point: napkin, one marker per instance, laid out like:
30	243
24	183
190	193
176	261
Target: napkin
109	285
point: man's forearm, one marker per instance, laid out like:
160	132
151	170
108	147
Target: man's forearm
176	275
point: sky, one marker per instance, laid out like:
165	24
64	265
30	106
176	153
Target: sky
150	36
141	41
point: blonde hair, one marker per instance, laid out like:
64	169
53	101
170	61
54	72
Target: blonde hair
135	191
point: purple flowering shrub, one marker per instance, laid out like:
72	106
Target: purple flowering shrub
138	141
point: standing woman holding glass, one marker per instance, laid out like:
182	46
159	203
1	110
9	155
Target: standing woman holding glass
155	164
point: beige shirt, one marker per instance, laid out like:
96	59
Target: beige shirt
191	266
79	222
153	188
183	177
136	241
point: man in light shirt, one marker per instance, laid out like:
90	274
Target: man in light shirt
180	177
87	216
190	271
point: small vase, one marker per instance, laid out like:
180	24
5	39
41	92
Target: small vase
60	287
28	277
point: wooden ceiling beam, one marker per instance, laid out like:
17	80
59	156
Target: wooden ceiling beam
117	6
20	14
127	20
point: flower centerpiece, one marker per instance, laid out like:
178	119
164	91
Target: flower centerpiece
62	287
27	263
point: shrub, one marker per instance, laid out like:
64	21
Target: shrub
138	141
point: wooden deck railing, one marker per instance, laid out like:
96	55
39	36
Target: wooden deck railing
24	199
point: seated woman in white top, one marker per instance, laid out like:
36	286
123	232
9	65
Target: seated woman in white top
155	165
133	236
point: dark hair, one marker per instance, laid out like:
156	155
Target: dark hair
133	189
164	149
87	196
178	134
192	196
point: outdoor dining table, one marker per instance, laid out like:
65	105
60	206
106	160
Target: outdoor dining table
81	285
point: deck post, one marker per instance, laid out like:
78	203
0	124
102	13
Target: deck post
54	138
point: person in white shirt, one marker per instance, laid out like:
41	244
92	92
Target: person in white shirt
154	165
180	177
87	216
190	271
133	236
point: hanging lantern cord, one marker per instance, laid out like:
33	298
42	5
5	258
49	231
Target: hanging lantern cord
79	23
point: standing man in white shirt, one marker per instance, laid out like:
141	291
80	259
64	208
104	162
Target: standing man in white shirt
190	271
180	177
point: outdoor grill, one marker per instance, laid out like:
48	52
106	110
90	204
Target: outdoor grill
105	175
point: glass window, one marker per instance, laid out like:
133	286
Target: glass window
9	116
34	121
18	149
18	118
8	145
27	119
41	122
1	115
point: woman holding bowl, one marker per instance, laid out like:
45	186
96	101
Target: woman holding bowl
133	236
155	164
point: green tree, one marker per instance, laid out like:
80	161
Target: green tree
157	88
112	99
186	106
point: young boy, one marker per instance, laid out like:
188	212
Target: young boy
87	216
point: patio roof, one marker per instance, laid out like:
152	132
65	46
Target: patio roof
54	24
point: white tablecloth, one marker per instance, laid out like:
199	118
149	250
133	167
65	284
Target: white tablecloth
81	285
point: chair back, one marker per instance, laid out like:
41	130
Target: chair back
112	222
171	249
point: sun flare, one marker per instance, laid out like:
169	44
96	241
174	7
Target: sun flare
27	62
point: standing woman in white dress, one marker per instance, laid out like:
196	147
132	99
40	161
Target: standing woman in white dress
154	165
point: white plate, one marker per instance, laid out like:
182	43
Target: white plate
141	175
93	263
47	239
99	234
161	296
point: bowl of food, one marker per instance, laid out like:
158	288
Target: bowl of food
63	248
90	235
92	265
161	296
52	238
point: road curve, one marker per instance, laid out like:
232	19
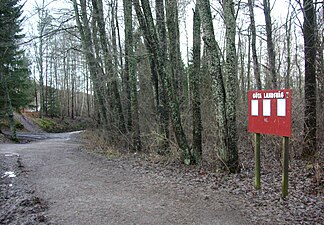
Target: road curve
83	188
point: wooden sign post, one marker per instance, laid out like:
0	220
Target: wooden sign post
269	112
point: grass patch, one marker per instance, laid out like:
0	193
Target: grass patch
46	124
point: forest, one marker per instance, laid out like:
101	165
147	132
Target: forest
171	77
163	87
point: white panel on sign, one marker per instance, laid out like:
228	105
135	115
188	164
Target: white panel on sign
281	107
254	107
266	107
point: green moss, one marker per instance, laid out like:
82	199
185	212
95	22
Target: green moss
19	125
46	124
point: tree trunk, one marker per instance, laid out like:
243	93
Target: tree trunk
214	69
94	68
147	25
230	156
270	44
309	30
195	83
160	90
256	67
130	70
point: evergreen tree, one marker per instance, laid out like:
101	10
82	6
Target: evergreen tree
14	76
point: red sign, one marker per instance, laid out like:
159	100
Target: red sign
270	112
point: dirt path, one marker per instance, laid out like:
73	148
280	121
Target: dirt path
82	188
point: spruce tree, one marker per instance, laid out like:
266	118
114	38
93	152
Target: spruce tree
14	75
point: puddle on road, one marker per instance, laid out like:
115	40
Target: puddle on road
11	154
9	174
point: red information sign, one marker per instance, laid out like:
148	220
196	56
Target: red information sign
270	112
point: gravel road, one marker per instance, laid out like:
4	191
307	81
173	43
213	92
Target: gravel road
82	188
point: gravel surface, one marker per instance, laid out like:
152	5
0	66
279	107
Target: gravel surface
66	185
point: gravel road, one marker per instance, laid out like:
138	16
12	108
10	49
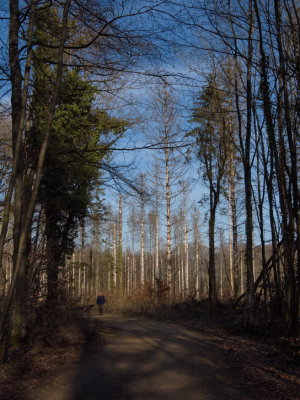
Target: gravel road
════════════════════
Emit the lines of the data above from the one containing "point: road curve, one" through its final line, both endpoints included. Pictures do not belong in the output.

== Output for this task ==
point: road curve, one marker per instance, laid out like:
232	19
Target: road curve
83	188
point: wooden sign post, one marker per instance, laid out like:
0	220
Target: wooden sign post
269	112
point: grass patch, one marker per instance, laid out like:
0	193
Target: grass patch
46	124
point: forest, one marker per instance, laid out like:
101	165
147	132
Target: forest
171	77
163	87
point: white panel on sign, one marker per instance, laid out like:
228	105
135	115
188	164
Target: white panel on sign
281	107
254	107
266	107
point: green moss, one marker per instance, laid out like:
82	199
185	212
95	22
Target: green moss
19	125
46	124
point: tree trunk, one marker per instance, laid out like:
243	93
Target: tree trunk
214	69
94	68
147	25
230	156
270	44
309	30
195	83
160	90
256	67
130	70
point: evergreen tree, one marker per instance, laid out like:
101	10
82	6
Target: evergreen tree
14	76
point: red sign, one marker per instance, laid out like:
159	100
Target: red sign
270	112
point: dirt path, one marker per instance, laid out like:
73	148
280	121
Target: dirt path
82	188
point: spruce tree, one marker per instance, laid out like:
266	118
114	38
93	152
Target: spruce tree
14	75
point: puddle on road, one marker per instance, laid out like:
115	40
Target: puddle on road
11	154
9	174
point: red information sign, one marker per instance, laid out like:
148	220
196	56
Target: red information sign
270	112
point: gravel road, one marker per instance, laid out like:
4	191
307	81
173	43
213	92
Target: gravel road
82	188
point: gravel surface, one marker per instance, laid out like:
152	5
0	66
279	107
Target: gravel surface
66	185
point: gravel road, one marker per instance, laid out like:
138	16
12	108
10	49
Target: gravel road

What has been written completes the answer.